### PROBLEM STATEMENT
Please restate each line of the data that follows word for word, skipping any image.

═════ EXTRACTED MATERIAL ═════

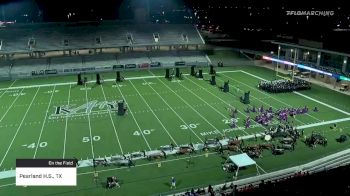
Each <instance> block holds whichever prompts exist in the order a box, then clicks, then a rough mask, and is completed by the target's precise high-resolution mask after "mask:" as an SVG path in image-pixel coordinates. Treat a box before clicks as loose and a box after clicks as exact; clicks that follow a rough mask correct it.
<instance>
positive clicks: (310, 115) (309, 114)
mask: <svg viewBox="0 0 350 196" xmlns="http://www.w3.org/2000/svg"><path fill="white" fill-rule="evenodd" d="M223 75H224V76H225V77H228V78H231V77H229V76H226V75H225V74H223ZM231 79H232V80H235V79H233V78H231ZM235 81H236V82H239V83H241V84H243V85H245V86H247V87H249V88H251V89H253V90H255V91H257V92H260V93H262V94H264V95H266V96H267V97H270V98H272V99H274V100H276V101H278V102H280V103H282V104H284V105H286V106H288V107H293V106H292V105H290V104H288V103H286V102H284V101H281V100H279V99H277V98H275V97H273V96H271V95H269V94H268V93H265V92H264V91H260V90H258V89H256V88H254V87H252V86H250V85H247V84H245V83H242V82H240V81H237V80H235ZM251 96H252V95H251ZM252 97H254V96H252ZM254 98H255V97H254ZM257 100H259V101H260V102H262V103H265V102H263V101H261V99H257ZM265 104H266V103H265ZM270 106H271V105H270ZM271 107H273V106H271ZM306 115H307V116H309V117H311V118H313V119H315V120H317V121H319V122H321V121H322V120H321V119H319V118H317V117H314V116H313V115H311V114H309V113H306ZM295 120H296V121H298V122H301V123H303V122H302V121H300V120H298V119H295ZM303 124H305V123H303Z"/></svg>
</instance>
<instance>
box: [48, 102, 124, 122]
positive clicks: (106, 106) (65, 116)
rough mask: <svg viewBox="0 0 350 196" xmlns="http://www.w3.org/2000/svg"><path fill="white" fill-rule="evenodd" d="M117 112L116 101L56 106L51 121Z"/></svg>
mask: <svg viewBox="0 0 350 196" xmlns="http://www.w3.org/2000/svg"><path fill="white" fill-rule="evenodd" d="M116 110H117V102H116V101H111V102H109V101H101V102H98V101H97V100H93V101H90V102H88V103H85V104H83V105H80V106H77V105H76V104H70V105H62V106H56V107H55V111H54V113H53V114H51V115H50V117H49V119H57V118H65V117H78V116H85V115H88V114H91V115H93V114H105V113H108V112H109V111H116Z"/></svg>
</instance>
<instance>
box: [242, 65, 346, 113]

═════

### EXERCISE RESULT
Each <instance> block holds whichever prompts exist in the order a box, then clicks, then a rough mask, and is completed by the target's precise high-resolution mask after "mask:" as an SVG path in image-pixel coordinates. Treat a box before clicks as loose and a box after clicks as exact; clicks that follow a rough mask correct it.
<instance>
positive clicks: (310, 115) (309, 114)
mask: <svg viewBox="0 0 350 196" xmlns="http://www.w3.org/2000/svg"><path fill="white" fill-rule="evenodd" d="M223 75H224V76H225V77H228V78H231V77H229V76H226V75H225V74H223ZM231 79H232V80H235V79H233V78H231ZM235 81H236V82H239V83H241V84H243V85H245V86H247V87H249V88H251V89H253V90H255V91H257V92H260V93H262V94H264V95H266V96H267V97H270V98H272V99H274V100H276V101H278V102H280V103H282V104H284V105H286V106H288V107H293V106H292V105H290V104H288V103H286V102H284V101H281V100H279V99H277V98H275V97H273V96H271V95H269V94H268V93H265V92H264V91H260V90H258V89H256V88H254V87H252V86H250V85H247V84H245V83H242V82H240V81H237V80H235ZM251 96H252V95H251ZM252 97H254V96H252ZM254 98H255V97H254ZM257 100H259V101H260V102H262V103H265V102H263V101H261V99H257ZM265 104H266V103H265ZM270 106H271V105H270ZM271 107H273V106H271ZM306 115H307V116H309V117H311V118H313V119H315V120H317V121H319V122H321V121H322V120H321V119H319V118H317V117H314V116H313V115H311V114H309V113H306ZM295 120H296V121H298V122H301V123H303V122H302V121H300V120H298V119H295ZM303 124H305V123H303Z"/></svg>
</instance>
<instance>
box: [48, 102, 124, 122]
positive clicks: (106, 106) (65, 116)
rough mask: <svg viewBox="0 0 350 196" xmlns="http://www.w3.org/2000/svg"><path fill="white" fill-rule="evenodd" d="M117 112L116 101L56 106L51 121Z"/></svg>
mask: <svg viewBox="0 0 350 196" xmlns="http://www.w3.org/2000/svg"><path fill="white" fill-rule="evenodd" d="M116 110H117V102H116V101H111V102H109V101H101V102H98V101H97V100H93V101H90V102H88V103H85V104H83V105H80V106H77V105H76V104H70V105H62V106H56V107H55V111H54V113H53V114H51V115H50V117H49V119H57V118H65V117H78V116H85V115H88V114H91V115H93V114H105V113H108V112H109V111H116Z"/></svg>
</instance>
<instance>
box: [242, 65, 346, 113]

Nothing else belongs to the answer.